> _Task prompt_: Extract all lines that hold "outline" from the records below.

> _Available data_:
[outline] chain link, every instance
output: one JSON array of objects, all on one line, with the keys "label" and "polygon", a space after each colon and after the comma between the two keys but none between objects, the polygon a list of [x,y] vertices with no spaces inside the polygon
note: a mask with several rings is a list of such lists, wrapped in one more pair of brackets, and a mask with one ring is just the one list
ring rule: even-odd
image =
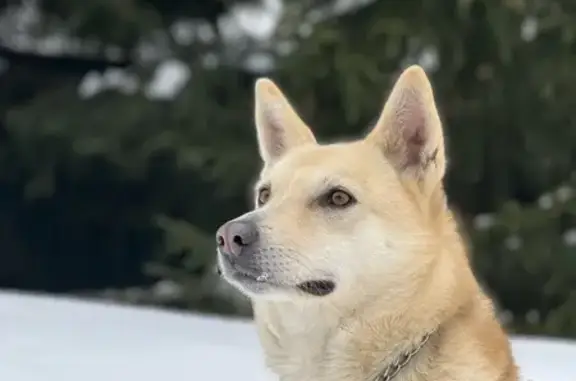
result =
[{"label": "chain link", "polygon": [[412,360],[414,356],[422,349],[424,345],[428,342],[432,336],[432,333],[427,333],[426,336],[422,338],[420,344],[414,347],[410,352],[403,353],[397,357],[392,364],[390,364],[384,372],[380,373],[374,381],[391,381],[400,371]]}]

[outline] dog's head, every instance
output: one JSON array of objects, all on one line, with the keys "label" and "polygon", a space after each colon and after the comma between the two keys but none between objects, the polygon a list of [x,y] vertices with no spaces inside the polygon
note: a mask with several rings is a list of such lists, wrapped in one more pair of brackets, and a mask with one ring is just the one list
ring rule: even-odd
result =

> _Exercise output_:
[outline] chain link, every instance
[outline] dog's head, every instance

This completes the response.